- [Source extract]:
+ + + + + + +
G1 Therapeutics Inc.'s stock dropped by about 40% on Dec. 20 after its lung cancer drug trilaciclib met a goal of preserving white blood cells in a mid-stage trial but failed to surpass placebo based on other metrics of the study.

The Research Triangle Park, N.C.-based biopharmaceutical company evaluated trilaciclib in combination with chemotherapy topotecan against placebo plus topotecan in a phase 2 trial to treat patients with small cell lung cancer who had received two or three prior treatments.

G1 said the trial met its main goal of reducing the duration and occurrence of events related to neutropenia — a condition in which a person has a low level of neutrophils, a type of infection-fighting white blood cells that are made in the bone marrow. The trilaciclib combo showed a 75.9% reduction in such events compared to 40.6% for those on placebo.

Trilaciclib also resulted in a 45% reduction in the number of Granulocyte-colony stimulating factor or, G-CSF, administrations per treatment cycle compared to placebo. G-CSF are proteins that help the bone marrow produce white blood cells to reduce the risk of infection after chemotherapy. In addition, the drug combo showed a 58.7% reduction in the number of red blood cell transfusions per week compared to placebo.

But patients on both placebo and the trilaciclib combo lived for about 4.2 months without their disease worsening, which was consistent with previous data. Overall survival data was immature and will be reported later. G1 noted that the treatment was well-tolerated and there were fewer adverse events compared to placebo.
+ + + + + + +
- [Data section]:
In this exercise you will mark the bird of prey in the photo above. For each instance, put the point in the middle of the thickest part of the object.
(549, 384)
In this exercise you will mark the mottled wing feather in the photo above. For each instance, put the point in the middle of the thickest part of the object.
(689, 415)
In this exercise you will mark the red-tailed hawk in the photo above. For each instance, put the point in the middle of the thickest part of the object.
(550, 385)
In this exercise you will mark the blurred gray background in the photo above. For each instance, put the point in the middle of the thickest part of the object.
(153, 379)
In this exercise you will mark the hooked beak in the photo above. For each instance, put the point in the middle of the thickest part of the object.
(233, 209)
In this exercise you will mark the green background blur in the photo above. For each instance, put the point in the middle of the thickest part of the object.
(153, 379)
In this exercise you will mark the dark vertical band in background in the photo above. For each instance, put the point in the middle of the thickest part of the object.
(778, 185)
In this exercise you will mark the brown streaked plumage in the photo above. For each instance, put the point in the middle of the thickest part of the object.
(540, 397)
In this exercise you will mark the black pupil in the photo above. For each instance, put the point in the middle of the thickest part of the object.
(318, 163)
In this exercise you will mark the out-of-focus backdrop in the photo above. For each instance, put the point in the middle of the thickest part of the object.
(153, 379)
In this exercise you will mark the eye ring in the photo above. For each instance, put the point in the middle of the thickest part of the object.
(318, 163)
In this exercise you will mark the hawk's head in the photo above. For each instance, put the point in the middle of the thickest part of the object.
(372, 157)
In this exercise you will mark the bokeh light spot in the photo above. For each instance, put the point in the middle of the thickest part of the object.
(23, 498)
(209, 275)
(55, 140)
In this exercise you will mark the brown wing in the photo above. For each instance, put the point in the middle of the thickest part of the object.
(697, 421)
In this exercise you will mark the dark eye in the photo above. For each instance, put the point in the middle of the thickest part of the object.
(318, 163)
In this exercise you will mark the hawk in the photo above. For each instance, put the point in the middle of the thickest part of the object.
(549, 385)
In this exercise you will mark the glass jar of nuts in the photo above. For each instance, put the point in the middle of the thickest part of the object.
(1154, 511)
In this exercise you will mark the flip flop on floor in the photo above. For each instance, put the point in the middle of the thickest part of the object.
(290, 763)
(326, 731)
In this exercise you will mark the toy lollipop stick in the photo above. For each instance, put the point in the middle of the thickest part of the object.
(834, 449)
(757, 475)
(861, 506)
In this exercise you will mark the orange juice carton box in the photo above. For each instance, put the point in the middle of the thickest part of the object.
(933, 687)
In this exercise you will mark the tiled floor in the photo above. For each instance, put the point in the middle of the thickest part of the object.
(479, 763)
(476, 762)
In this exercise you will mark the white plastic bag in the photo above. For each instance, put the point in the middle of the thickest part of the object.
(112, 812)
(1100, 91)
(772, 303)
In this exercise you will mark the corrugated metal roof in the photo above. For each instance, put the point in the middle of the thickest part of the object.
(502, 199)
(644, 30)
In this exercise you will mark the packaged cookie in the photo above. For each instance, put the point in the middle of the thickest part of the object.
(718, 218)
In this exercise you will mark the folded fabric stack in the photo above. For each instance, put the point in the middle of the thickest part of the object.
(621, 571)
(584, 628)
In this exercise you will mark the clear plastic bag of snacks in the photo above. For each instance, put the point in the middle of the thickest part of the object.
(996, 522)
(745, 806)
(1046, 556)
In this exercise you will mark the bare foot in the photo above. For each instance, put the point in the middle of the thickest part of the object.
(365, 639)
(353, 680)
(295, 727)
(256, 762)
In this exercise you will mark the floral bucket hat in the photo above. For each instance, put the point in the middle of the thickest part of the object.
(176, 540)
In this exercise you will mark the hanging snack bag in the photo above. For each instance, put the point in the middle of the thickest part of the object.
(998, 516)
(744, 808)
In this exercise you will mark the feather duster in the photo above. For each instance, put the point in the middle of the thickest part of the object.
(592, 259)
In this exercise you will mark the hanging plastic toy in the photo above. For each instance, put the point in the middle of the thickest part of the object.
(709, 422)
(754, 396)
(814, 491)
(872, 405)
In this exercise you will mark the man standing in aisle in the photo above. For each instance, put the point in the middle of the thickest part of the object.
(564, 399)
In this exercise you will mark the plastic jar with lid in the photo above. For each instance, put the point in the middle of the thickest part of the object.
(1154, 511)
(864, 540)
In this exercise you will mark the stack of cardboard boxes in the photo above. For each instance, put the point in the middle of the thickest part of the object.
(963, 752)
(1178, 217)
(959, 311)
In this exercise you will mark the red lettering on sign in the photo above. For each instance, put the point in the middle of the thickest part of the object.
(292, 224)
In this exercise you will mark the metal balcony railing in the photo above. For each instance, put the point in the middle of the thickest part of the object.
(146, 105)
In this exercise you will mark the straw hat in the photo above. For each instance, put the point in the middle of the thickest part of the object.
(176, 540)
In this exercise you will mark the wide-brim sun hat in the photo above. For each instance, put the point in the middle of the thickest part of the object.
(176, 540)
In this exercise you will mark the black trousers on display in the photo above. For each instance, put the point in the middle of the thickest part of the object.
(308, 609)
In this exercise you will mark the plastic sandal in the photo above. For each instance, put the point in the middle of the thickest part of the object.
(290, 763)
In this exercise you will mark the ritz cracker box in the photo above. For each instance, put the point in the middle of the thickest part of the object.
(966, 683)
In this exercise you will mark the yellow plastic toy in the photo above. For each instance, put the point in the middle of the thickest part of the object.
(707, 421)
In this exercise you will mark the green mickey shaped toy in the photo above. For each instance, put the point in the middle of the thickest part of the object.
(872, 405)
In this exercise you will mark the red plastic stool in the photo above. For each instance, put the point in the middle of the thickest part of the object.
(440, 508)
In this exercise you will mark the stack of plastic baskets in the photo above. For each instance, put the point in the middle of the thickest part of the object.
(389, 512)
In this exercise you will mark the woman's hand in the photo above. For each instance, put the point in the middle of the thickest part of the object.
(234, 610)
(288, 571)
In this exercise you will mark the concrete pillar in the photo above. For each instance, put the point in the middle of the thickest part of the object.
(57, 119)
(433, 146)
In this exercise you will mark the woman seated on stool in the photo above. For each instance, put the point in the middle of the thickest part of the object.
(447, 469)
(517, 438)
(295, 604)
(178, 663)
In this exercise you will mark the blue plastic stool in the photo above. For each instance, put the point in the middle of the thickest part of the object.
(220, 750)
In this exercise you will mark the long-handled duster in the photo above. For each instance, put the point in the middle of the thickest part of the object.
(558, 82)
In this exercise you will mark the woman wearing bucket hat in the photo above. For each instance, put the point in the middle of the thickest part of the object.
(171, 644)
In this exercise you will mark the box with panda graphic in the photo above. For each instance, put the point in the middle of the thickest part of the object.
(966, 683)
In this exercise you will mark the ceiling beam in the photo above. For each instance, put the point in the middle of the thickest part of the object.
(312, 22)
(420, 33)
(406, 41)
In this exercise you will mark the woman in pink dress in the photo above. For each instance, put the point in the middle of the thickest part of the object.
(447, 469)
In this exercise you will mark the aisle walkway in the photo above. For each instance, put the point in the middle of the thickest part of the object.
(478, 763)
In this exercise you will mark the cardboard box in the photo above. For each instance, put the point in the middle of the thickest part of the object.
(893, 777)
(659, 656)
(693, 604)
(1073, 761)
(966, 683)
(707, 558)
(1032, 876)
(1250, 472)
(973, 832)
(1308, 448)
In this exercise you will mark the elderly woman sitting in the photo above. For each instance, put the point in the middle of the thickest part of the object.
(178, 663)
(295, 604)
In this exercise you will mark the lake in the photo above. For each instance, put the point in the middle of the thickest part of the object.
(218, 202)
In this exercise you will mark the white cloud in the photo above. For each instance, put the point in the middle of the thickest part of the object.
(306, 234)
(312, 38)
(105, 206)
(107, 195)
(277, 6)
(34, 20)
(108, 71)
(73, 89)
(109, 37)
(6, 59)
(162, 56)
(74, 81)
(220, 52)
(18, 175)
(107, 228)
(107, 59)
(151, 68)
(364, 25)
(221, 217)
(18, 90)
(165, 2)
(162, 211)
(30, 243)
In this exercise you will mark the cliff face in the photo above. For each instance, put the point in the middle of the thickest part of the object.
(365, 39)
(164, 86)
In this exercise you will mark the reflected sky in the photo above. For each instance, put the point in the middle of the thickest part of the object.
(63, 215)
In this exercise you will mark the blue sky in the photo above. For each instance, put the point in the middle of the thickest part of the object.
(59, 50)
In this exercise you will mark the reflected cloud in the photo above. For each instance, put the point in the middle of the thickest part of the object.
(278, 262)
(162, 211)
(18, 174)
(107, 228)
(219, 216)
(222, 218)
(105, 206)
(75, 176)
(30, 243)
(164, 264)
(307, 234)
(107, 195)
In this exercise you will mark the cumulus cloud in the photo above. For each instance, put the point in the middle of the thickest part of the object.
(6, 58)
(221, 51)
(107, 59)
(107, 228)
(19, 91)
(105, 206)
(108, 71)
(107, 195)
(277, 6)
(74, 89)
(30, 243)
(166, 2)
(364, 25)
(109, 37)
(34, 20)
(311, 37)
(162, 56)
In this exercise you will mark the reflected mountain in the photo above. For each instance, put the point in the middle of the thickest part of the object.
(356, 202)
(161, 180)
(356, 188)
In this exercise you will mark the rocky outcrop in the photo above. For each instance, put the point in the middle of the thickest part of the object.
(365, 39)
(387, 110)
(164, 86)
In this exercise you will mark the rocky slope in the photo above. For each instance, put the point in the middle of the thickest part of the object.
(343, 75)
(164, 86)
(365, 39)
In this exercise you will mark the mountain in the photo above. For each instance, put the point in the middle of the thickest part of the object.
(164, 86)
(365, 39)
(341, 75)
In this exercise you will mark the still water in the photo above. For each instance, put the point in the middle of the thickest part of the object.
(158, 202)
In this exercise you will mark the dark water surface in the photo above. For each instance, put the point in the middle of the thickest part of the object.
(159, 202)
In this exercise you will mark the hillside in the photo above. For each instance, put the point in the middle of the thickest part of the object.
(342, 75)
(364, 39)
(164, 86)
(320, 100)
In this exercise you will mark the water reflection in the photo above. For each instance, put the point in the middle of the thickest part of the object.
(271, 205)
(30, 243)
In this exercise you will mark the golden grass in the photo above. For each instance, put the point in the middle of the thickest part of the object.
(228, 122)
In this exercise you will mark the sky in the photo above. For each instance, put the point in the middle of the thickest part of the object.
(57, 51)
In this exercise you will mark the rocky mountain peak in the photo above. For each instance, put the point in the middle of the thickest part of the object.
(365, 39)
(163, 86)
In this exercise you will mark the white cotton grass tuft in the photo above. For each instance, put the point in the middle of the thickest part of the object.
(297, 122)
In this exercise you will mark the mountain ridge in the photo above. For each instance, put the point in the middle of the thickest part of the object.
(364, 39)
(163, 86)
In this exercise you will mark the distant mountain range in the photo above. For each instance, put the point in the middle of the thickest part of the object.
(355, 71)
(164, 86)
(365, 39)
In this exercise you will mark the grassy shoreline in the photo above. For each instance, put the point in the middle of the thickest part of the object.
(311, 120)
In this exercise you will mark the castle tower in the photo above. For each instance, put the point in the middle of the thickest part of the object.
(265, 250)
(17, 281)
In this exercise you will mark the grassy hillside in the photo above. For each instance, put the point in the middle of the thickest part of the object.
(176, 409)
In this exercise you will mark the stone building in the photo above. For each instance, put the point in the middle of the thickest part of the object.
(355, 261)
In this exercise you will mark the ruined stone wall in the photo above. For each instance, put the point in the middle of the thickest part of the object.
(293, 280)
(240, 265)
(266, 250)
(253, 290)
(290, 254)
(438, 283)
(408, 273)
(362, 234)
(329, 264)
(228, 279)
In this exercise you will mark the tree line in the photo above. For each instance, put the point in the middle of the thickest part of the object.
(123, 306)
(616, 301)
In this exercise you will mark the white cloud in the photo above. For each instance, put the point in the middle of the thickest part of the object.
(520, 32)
+ + + + + + +
- [Activity list]:
1 - Summarize the article on G1 Therapeutics' trilaciclib trial in two sentences.
2 - According to the article on G1 Therapeutics' trilaciclib trial, how long did patients in both the placebo and trilaciclib groups live without their disease worsening?

- [Task results]:
1 - G1 Therapeutics' stock fell about 40% on Dec. 20 after a phase 2 trial of trilaciclib with the chemotherapy topotecan, in small cell lung cancer patients who had received two or three prior treatments, met its main goal of reducing neutropenia-related events. The combination also reduced G-CSF administrations and red blood cell transfusions compared to placebo, but patients on both placebo and the trilaciclib combination lived about 4.2 months without their disease worsening.

2 - About 4.2 months.